__Data items__
——
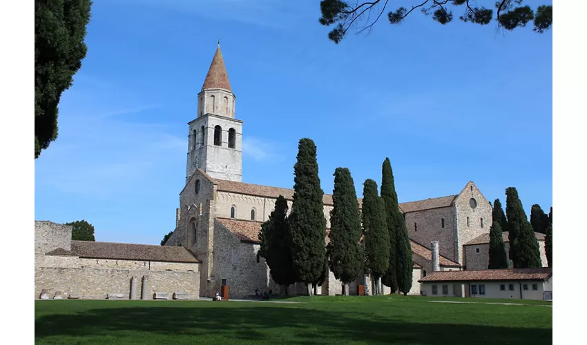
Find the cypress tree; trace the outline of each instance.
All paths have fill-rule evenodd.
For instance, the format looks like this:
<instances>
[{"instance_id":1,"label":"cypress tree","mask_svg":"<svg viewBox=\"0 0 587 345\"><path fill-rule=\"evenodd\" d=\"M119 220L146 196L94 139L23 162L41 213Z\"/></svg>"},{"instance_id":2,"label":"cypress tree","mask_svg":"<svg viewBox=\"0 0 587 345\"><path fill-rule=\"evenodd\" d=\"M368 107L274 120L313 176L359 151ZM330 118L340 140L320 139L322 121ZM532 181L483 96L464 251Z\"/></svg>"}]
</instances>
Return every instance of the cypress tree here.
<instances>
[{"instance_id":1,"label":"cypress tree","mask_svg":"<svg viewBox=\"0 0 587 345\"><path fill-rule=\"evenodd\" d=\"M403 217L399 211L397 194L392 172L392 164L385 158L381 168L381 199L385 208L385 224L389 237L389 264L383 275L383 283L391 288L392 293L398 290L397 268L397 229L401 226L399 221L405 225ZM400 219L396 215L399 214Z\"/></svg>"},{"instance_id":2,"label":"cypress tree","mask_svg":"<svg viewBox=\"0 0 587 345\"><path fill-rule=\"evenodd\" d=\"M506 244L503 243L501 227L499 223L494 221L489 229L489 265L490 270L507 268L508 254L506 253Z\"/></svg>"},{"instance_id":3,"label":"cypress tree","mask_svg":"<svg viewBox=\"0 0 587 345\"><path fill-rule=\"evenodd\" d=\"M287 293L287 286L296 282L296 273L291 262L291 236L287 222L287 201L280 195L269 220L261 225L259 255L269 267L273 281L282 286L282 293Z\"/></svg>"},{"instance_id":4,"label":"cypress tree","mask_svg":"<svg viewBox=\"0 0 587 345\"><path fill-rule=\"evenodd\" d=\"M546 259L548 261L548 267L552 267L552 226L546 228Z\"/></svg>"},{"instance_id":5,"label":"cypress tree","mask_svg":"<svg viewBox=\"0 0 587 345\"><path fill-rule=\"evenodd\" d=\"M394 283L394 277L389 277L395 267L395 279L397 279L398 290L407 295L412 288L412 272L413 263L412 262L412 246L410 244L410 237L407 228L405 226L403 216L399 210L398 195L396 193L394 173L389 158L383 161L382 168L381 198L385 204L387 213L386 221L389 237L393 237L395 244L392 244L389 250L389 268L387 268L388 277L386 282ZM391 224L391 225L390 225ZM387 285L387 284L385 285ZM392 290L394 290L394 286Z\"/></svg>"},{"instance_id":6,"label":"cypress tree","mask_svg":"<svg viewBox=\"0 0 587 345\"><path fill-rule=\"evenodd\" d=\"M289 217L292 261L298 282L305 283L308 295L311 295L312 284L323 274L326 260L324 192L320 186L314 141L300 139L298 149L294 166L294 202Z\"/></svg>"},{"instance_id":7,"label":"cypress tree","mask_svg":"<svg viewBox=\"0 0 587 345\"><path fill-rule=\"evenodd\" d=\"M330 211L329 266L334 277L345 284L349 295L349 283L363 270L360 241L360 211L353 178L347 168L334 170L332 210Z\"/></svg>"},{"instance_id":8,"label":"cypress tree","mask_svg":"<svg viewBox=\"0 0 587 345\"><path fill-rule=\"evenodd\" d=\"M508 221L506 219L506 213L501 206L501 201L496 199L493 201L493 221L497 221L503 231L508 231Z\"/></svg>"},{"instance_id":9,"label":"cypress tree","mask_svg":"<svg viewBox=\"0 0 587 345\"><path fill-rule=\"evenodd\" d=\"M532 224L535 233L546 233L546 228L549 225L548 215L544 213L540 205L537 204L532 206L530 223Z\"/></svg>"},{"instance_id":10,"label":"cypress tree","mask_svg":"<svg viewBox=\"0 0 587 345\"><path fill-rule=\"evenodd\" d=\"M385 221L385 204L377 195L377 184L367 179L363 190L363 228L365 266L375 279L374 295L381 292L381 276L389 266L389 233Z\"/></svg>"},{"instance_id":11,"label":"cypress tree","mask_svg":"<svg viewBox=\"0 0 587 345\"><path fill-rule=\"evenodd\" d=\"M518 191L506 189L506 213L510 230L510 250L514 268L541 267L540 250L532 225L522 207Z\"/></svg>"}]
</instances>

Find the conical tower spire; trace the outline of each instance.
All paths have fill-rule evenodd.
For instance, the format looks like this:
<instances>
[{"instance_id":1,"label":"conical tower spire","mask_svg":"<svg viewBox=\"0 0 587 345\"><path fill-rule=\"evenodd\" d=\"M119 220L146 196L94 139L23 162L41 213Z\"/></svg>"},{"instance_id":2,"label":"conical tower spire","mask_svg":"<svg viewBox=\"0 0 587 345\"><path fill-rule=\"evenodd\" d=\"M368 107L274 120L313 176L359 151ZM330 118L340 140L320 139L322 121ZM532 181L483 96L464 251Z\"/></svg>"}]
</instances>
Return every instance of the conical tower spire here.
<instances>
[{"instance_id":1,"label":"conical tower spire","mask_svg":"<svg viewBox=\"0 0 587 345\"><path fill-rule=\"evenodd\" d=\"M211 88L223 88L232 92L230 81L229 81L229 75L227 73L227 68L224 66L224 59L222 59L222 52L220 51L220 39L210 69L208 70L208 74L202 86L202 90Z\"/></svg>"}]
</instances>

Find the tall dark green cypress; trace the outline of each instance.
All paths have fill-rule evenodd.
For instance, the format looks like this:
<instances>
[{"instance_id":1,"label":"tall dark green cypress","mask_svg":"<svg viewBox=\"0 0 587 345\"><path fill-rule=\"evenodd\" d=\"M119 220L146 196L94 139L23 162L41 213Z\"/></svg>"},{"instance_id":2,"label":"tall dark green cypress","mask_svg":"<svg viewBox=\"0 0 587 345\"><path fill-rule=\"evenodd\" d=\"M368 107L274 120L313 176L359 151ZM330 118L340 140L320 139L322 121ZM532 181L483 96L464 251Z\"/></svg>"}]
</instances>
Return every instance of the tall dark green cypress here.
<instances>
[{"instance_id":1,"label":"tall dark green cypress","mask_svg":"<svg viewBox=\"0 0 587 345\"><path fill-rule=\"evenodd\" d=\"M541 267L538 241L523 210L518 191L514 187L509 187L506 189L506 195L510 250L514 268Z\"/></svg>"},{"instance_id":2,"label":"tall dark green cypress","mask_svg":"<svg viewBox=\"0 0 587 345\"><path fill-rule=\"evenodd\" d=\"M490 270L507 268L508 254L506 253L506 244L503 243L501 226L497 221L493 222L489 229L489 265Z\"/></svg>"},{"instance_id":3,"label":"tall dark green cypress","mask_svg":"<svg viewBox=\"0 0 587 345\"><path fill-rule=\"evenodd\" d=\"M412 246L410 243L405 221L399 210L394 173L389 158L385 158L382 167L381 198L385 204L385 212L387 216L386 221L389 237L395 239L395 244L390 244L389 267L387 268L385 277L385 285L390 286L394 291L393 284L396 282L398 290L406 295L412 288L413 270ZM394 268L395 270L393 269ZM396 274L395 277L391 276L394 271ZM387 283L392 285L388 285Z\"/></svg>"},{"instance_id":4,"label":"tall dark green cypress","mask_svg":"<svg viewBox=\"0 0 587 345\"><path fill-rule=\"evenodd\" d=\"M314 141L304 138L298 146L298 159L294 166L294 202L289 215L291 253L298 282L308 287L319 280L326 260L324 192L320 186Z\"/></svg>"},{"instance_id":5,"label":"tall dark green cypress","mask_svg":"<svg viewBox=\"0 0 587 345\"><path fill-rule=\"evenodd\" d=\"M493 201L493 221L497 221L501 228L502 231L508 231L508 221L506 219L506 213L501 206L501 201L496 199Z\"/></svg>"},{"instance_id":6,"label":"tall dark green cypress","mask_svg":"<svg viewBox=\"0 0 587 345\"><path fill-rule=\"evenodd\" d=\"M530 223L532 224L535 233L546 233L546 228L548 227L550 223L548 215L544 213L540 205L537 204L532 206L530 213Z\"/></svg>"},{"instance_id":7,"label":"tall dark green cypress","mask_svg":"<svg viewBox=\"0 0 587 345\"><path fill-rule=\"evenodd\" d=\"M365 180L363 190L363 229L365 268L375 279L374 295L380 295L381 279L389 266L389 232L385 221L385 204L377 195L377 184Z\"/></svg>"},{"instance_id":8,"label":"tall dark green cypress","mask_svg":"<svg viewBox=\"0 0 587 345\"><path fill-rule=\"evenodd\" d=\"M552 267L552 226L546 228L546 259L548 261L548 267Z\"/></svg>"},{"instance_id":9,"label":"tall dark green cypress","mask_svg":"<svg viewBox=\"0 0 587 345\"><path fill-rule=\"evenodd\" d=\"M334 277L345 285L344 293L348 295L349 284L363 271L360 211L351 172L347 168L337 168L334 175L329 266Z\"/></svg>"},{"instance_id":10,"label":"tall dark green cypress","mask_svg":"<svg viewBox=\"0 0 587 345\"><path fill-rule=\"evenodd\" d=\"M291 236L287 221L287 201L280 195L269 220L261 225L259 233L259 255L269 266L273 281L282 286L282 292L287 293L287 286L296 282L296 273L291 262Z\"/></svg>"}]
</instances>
——
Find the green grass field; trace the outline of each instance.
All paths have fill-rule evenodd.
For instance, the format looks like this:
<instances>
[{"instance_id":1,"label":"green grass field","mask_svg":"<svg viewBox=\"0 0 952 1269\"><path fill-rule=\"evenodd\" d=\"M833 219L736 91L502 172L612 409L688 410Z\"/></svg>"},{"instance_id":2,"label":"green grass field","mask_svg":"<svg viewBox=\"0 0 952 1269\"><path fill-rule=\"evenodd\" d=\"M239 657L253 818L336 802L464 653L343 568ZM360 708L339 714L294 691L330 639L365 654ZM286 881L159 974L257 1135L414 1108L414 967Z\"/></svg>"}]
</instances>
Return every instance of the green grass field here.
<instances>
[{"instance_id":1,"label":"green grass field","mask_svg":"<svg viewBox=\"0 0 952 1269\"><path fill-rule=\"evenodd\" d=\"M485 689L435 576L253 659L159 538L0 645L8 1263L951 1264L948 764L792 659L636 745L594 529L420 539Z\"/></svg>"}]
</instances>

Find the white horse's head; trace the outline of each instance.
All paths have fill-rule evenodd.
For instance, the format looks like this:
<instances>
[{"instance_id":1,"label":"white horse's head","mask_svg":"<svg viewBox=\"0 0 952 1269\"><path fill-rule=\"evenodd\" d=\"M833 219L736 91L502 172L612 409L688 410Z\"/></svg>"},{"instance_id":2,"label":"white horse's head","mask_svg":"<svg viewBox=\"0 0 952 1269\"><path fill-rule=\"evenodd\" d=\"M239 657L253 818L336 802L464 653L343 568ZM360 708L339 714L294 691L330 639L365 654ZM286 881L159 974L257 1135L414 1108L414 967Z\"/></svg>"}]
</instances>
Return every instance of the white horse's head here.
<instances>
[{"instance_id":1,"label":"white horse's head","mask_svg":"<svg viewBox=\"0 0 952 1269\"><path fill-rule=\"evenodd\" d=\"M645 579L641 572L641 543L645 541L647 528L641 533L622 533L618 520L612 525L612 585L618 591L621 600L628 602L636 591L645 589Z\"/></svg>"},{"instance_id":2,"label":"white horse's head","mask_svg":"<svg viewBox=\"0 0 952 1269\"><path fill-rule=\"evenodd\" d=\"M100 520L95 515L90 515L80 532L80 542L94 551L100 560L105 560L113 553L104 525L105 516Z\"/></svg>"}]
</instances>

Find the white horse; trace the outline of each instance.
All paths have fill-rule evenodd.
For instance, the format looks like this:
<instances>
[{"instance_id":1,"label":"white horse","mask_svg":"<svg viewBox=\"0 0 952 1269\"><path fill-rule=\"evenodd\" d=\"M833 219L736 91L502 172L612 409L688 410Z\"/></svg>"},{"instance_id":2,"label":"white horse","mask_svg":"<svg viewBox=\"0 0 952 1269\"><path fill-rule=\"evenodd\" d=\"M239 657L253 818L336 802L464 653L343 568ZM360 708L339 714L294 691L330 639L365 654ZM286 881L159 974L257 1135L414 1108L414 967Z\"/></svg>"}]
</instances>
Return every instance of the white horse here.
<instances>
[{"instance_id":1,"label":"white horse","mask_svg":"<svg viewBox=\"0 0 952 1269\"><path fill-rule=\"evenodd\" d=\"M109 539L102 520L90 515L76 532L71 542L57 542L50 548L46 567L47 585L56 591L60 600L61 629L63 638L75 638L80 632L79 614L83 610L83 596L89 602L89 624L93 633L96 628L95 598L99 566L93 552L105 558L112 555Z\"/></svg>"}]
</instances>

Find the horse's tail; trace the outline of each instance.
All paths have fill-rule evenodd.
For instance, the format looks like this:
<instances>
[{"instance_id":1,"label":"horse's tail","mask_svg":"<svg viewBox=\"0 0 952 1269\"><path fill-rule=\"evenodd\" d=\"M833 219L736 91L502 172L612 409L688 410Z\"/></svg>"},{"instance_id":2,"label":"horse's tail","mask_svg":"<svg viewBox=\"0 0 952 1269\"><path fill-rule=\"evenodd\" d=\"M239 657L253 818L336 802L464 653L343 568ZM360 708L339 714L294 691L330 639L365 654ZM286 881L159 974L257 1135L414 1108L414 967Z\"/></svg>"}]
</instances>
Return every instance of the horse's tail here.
——
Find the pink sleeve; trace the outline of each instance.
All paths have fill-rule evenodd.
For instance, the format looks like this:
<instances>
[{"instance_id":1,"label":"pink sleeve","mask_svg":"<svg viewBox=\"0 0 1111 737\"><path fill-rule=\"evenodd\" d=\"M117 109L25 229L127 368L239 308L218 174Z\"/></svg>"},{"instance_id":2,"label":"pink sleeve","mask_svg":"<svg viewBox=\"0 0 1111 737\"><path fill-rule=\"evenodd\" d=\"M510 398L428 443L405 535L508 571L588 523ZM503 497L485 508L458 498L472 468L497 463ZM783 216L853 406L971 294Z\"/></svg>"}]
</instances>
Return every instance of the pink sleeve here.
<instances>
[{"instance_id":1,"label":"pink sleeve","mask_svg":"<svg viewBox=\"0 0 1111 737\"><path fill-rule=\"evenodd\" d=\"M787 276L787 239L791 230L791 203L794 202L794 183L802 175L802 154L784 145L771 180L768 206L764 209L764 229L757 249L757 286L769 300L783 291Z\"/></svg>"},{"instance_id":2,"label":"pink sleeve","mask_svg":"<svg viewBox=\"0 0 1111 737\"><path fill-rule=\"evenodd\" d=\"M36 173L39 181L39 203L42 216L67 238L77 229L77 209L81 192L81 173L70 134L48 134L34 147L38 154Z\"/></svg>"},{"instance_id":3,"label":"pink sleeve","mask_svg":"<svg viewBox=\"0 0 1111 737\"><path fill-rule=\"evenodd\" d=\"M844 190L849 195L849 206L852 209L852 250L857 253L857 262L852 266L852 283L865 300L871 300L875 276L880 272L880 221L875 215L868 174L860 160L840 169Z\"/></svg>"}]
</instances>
——
__Exercise aim__
Edit the part that opens with the line containing "Find the white horse;" and closes with the line containing "Return every instance of the horse's" by replacing "outline" with "boundary" throughout, and write out those lines again with nothing else changed.

__Correct response__
Find the white horse; trace the boundary of each instance.
All paths have fill-rule evenodd.
For instance, the format looks like this:
<instances>
[{"instance_id":1,"label":"white horse","mask_svg":"<svg viewBox=\"0 0 952 1269\"><path fill-rule=\"evenodd\" d=\"M833 219L736 91L502 172L612 409L688 410Z\"/></svg>"},{"instance_id":2,"label":"white horse","mask_svg":"<svg viewBox=\"0 0 952 1269\"><path fill-rule=\"evenodd\" d=\"M239 657L253 818L336 802L464 653L343 568ZM360 708L339 714L294 691L330 639L365 654ZM286 881L159 974L257 1135L414 1108L414 967Z\"/></svg>"}]
</instances>
Return every instance of the white horse here.
<instances>
[{"instance_id":1,"label":"white horse","mask_svg":"<svg viewBox=\"0 0 952 1269\"><path fill-rule=\"evenodd\" d=\"M109 539L102 520L90 515L76 532L71 542L57 542L50 548L46 567L47 585L56 591L60 600L61 629L63 638L75 638L80 632L79 614L83 610L83 596L89 602L89 624L93 633L96 628L95 598L99 566L93 552L105 558L112 555Z\"/></svg>"}]
</instances>

Find the horse's tail; trace the boundary of each instance.
All paths have fill-rule evenodd.
For instance, the format looks like this:
<instances>
[{"instance_id":1,"label":"horse's tail","mask_svg":"<svg viewBox=\"0 0 952 1269\"><path fill-rule=\"evenodd\" d=\"M833 219L736 91L502 172L612 409L688 410Z\"/></svg>"},{"instance_id":2,"label":"horse's tail","mask_svg":"<svg viewBox=\"0 0 952 1269\"><path fill-rule=\"evenodd\" d=\"M239 657L253 818L336 802L464 653L343 568ZM360 708L339 714L294 691L330 639L365 654ZM286 881L159 974L257 1135L414 1108L414 967Z\"/></svg>"}]
</instances>
Return every instance of the horse's tail here.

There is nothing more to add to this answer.